**Problem requirements**. Below are the records to retype. Keep every character exactly and leave out the pictures.

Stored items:
○ ○ ○

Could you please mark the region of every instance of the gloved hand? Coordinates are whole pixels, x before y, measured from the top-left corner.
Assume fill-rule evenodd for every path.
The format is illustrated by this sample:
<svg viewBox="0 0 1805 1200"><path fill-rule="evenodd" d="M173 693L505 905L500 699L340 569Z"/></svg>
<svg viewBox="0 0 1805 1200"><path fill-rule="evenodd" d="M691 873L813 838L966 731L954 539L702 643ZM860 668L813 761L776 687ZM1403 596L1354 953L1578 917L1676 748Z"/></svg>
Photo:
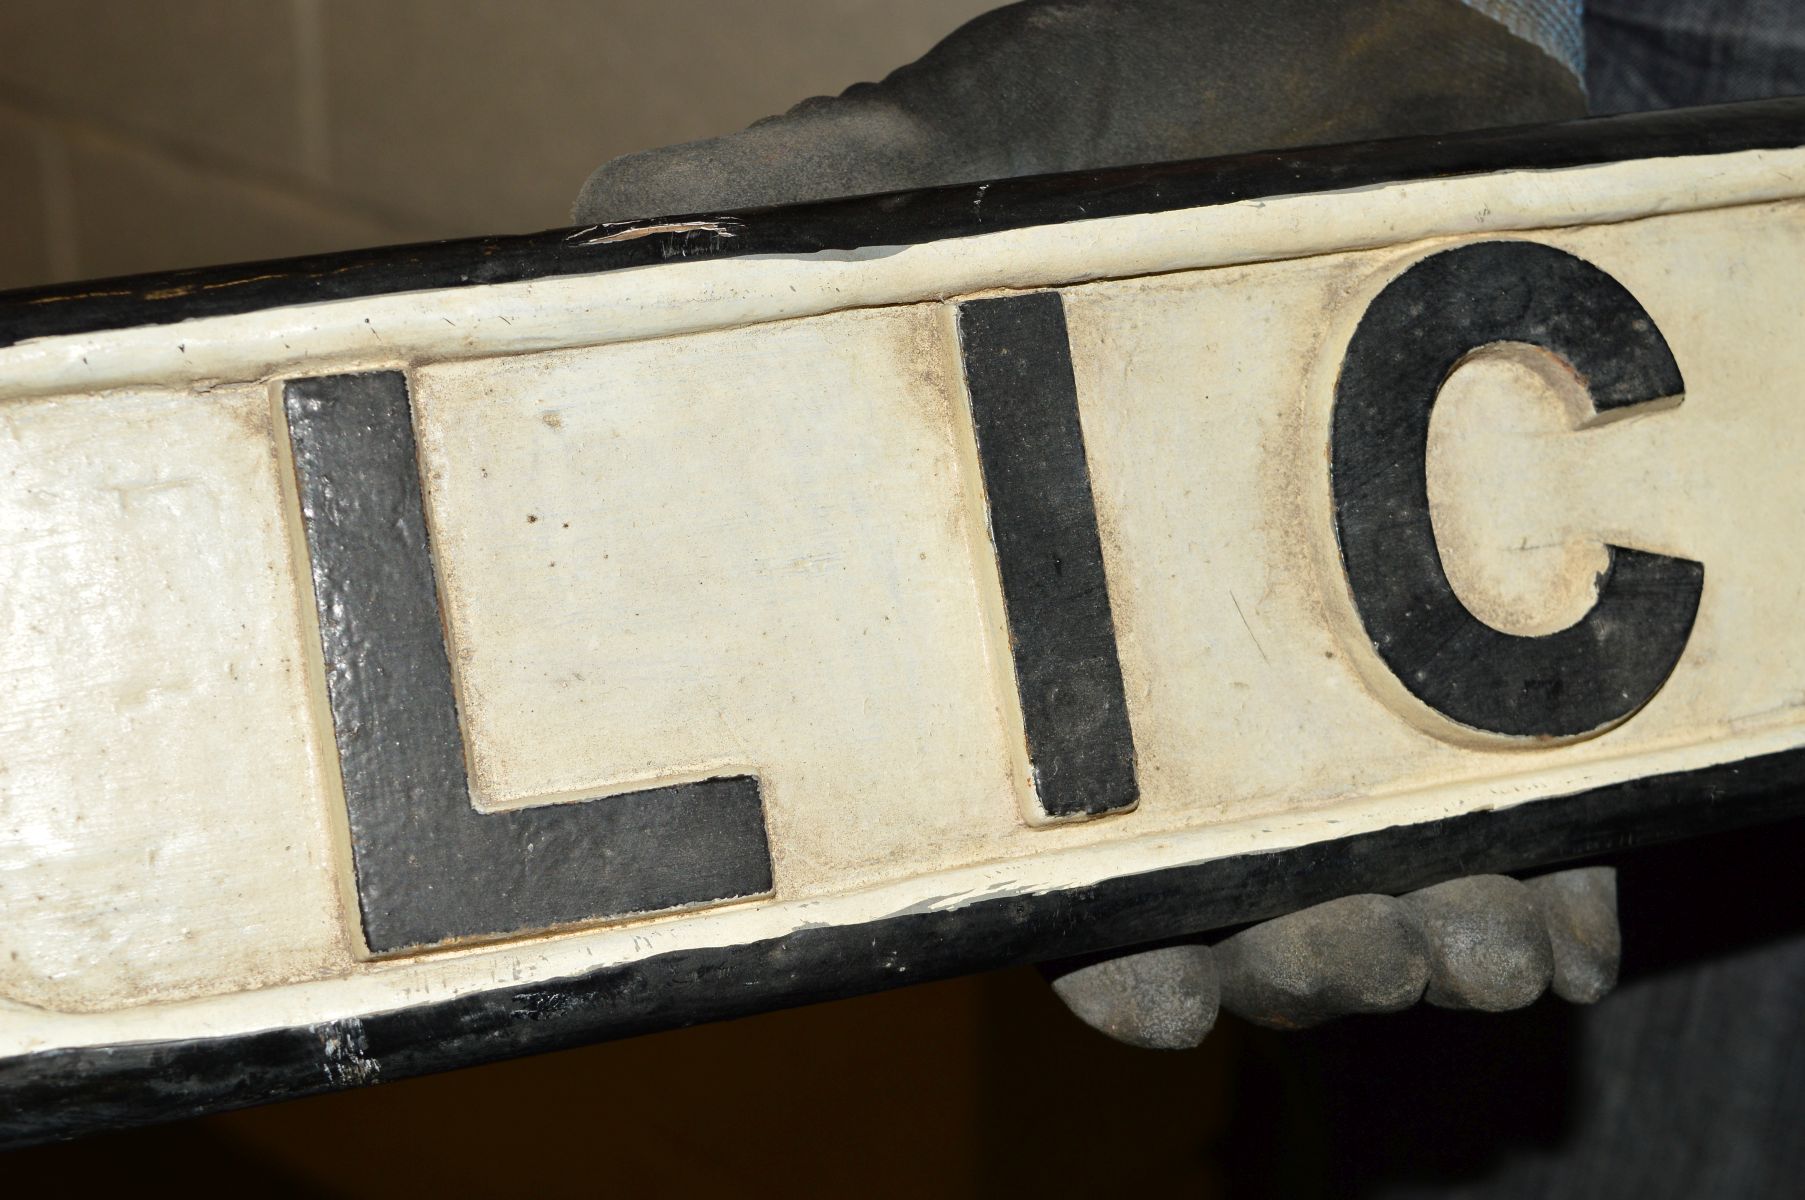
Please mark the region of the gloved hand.
<svg viewBox="0 0 1805 1200"><path fill-rule="evenodd" d="M1027 0L590 176L580 224L1584 116L1578 0ZM1559 61L1555 55L1566 61Z"/></svg>
<svg viewBox="0 0 1805 1200"><path fill-rule="evenodd" d="M1156 1050L1197 1045L1218 1005L1304 1029L1420 999L1503 1012L1550 983L1576 1004L1617 982L1617 875L1609 867L1527 882L1469 875L1408 896L1346 896L1266 921L1212 949L1162 946L1041 968L1092 1028Z"/></svg>
<svg viewBox="0 0 1805 1200"><path fill-rule="evenodd" d="M881 83L617 158L584 224L1583 116L1578 0L1026 0ZM1495 13L1494 20L1485 13ZM1048 968L1092 1026L1196 1045L1218 1004L1300 1028L1427 998L1499 1011L1616 981L1616 879L1457 879Z"/></svg>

○ ○ ○

**Solution for this task**.
Could you please mark the region of every instance of the gloved hand? Coordinates are whole pixels, x before y, measured from the top-left corner.
Assume fill-rule evenodd for every path.
The format is illustrated by this sample:
<svg viewBox="0 0 1805 1200"><path fill-rule="evenodd" d="M173 693L505 905L500 699L340 569Z"/></svg>
<svg viewBox="0 0 1805 1200"><path fill-rule="evenodd" d="M691 873L813 838L966 731L954 539L702 643ZM860 668L813 761L776 687ZM1403 596L1354 953L1578 917L1676 748Z"/></svg>
Photo:
Please mark the region of the gloved hand.
<svg viewBox="0 0 1805 1200"><path fill-rule="evenodd" d="M1027 0L590 176L580 224L1584 116L1578 0ZM1559 61L1555 55L1566 61Z"/></svg>
<svg viewBox="0 0 1805 1200"><path fill-rule="evenodd" d="M1156 1050L1197 1045L1218 1005L1304 1029L1420 999L1503 1012L1550 983L1576 1004L1617 982L1617 875L1609 867L1527 882L1469 875L1408 896L1346 896L1266 921L1212 949L1162 946L1041 968L1092 1028Z"/></svg>
<svg viewBox="0 0 1805 1200"><path fill-rule="evenodd" d="M881 83L617 158L584 224L1583 116L1578 0L1026 0ZM1495 13L1494 20L1485 13ZM1048 968L1092 1026L1196 1045L1218 1004L1300 1028L1427 998L1499 1011L1616 981L1616 879L1457 879Z"/></svg>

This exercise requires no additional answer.